* **WHAT NEEDS TO BE DONE**:
Turn the records below into a Markdown table with two columns, No. and Text: number each row and put its line in the second column, leaving out blank lines.

+++ SUPPLIED DATA +++

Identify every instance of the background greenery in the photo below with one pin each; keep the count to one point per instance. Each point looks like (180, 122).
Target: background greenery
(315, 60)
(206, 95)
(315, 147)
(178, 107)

+++

* **ANSWER TO THE PROBLEM**:
| No. | Text |
|---|---|
| 1 | Identify every instance of the background greenery in the photo below with one pin each; keep the count to one point per instance. Each point looks like (180, 122). |
| 2 | Target: background greenery |
| 3 | (315, 60) |
| 4 | (206, 95) |
| 5 | (315, 147) |
| 6 | (178, 107) |